__Questões__.
A - Transcreva fielmente, do excerto sobre os laços familiares no governo, o trecho que vai de "A verdade é" até "reunião de família!".
B - No excerto sobre os laços familiares no governo, com que se parece o executivo por ser "tudo parente"?
C - Prossiga o excerto sobre os laços familiares no governo a partir da última frase apresentada.

__Excerto fornecido__.
= = = = =
Uma família às esquerdas
Rui Cruz é humorista, stand up comedian e um génio (palavras dele). Escreve coisas que vê e sente e tenta com isso cultivar o pedantismo intelectual que é tão bem visto na comunidade artística.
Antes de continuar, convém dizer que sou de esquerda, sempre votei esquerda e, inclusivamente, o meu voto nas últimas eleições recaiu sobre este governo. Pronto, agora que já provei que não sou um fascista, coisa que hoje em dia se tem de fazer cada vez que se chama a atenção a um canhoto, acho que posso falar de uma coisa que me tem caído um bocado mal neste executivo: as relações familiares entre membros do mesmo.
Atenção, não é o facto de haver primos, tios, sobrinhos, filhos, maridos e mulheres no governo que me chateia, bem pelo contrário. Aliás, numa altura em que tanto se critica o centralismo lisboeta, até acho bonito este executivo fazer tudo para se parecer mais com uma aldeia do interior. É tudo parente! O que me intriga é como é que se consegue trabalhar ali. É que eu tenho experiência no assunto, não só venho de uma família que criou um negócio em conjunto, como eu também já trabalhei com namoradas e… não é nada fácil.
A verdade é que, por mais que não se queira, ter familiares no local de trabalho não é positivo. Ok, tudo bem que, na teoria, um parente tem menos tendência a passar a perna a outro, no entanto também é mais provável irromper pelo escritório adentro enquanto estás em reunião para te perguntar se queres lulas recheadas para jantar, se sempre vais à festa dos 80 anos da Tia Matilde ou quem é a Marta e porque é que ela tem like em todas as tuas fotos de Instagram. Parecendo que não, isto desconcentra um gajo. Especialmente um gajo cujo trabalho já é, muitas vezes, inventar desculpas para sacar mais um imposto à populaça e agora também tem de pensar numa justificação plausível para a existência da Marta. Depois admiramo-nos quando vemos os debates quinzenais e anda tudo aos berros. Pudera, aquilo já não é um parlamento, é uma reunião de família!
= = = = =
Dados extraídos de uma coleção
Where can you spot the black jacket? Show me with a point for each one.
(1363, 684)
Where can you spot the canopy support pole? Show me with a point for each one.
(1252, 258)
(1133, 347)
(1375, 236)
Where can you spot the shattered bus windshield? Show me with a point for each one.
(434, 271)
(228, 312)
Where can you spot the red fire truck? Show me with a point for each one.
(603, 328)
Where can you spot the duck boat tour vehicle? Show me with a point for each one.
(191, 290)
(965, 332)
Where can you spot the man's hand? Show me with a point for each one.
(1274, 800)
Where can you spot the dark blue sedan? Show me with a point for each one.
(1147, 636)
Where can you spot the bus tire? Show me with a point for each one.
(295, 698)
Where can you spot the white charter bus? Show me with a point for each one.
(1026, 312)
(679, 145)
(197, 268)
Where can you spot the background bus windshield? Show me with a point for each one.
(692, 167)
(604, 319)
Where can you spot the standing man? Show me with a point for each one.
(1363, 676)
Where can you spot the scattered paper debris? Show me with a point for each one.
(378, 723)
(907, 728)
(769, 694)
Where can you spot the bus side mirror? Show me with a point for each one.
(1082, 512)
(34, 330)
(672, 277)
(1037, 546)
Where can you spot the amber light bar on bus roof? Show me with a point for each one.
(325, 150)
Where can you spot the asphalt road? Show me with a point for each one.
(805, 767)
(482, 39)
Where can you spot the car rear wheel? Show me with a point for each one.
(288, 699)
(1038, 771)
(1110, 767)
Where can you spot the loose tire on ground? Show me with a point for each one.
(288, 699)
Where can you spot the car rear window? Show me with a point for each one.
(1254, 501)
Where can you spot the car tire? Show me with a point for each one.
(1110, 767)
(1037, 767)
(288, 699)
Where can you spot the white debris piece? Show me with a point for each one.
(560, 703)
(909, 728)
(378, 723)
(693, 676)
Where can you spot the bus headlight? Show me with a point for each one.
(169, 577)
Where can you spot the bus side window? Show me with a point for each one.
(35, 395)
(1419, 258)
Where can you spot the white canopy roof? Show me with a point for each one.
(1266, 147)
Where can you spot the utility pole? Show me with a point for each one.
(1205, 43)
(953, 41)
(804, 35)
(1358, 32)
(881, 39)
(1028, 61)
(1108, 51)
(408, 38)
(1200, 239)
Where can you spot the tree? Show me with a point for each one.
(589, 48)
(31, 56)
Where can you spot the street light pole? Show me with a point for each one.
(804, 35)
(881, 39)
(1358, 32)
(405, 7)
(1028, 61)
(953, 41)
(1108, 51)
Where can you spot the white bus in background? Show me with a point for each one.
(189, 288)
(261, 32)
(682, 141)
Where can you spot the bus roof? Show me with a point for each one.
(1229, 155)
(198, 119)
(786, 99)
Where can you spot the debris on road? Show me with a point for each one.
= = = = =
__Respostas por ordem__.
A -
A verdade é que, por mais que não se queira, ter familiares no local de trabalho não é positivo. Ok, tudo bem que, na teoria, um parente tem menos tendência a passar a perna a outro, no entanto também é mais provável irromper pelo escritório adentro enquanto estás em reunião para te perguntar se queres lulas recheadas para jantar, se sempre vais à festa dos 80 anos da Tia Matilde ou quem é a Marta e porque é que ela tem like em todas as tuas fotos de Instagram. Parecendo que não, isto desconcentra um gajo. Especialmente um gajo cujo trabalho já é, muitas vezes, inventar desculpas para sacar mais um imposto à populaça e agora também tem de pensar numa justificação plausível para a existência da Marta. Depois admiramo-nos quando vemos os debates quinzenais e anda tudo aos berros. Pudera, aquilo já não é um parlamento, é uma reunião de família!

B - Com uma aldeia do interior.

C -
No entanto, não posso deixar de me rir com a maneira como a direita portuguesa se tem sentido ofendida com esta consanguinidade governativa quando nos seus governos não há parentes, mas há amigos, que, segundo Edna Buchman (chupa, Comunidade Cultura e Arte!), “são a família que nós escolhemos”. Passos e Relvas, Cavaco e Carapeto Dias ou Dias Loureiro, Durão Barroso e qualquer pessoa que lhe possa dar mais guito ou poder… São muitos os exemplos. Mais ainda se contarmos com os amigos que, não indo parar ao governo, conseguiram criar ou enriquecer empresas com contratos bem asadinhos nessa altura e que, posteriormente, e apenas por amizade, acabaram por dar asilo, normalmente como directores não executivos, a muitos ex governantes no fim dos seus mandatos.
Na verdade, esta promiscuidade na política não é nova, não é invenção da esquerda nem da direita e vai continuar a existir num país em que se diz à boca cheia “num hospital convém ter sempre alguém conhecido, nem que seja o pessoal da limpeza”, porque é assim que nós somos. Até eu escrevo para aqui porque o meu agente conhece o pessoal que criou isto, não vim aqui parar pela minha reconhecida genialidade e escrita assaz mordaz. É o que é.
No entanto, caro PS, tem lá atenção a isto de chamar a parentada toda. Não é por causa das cunhas, compadrio ou tráfico de influências, isso é na boa, é só porque isto dá azo a que a minha família comece a perguntar porque raio apareço eu tão poucas vezes nas festas quando até as do governo têm tempo para almoçarem juntas todos os dias. Impostos pago o que for preciso, mas ter de ouvir o meu tio a dizer que o Jonas é sobrevalorizado não consigo.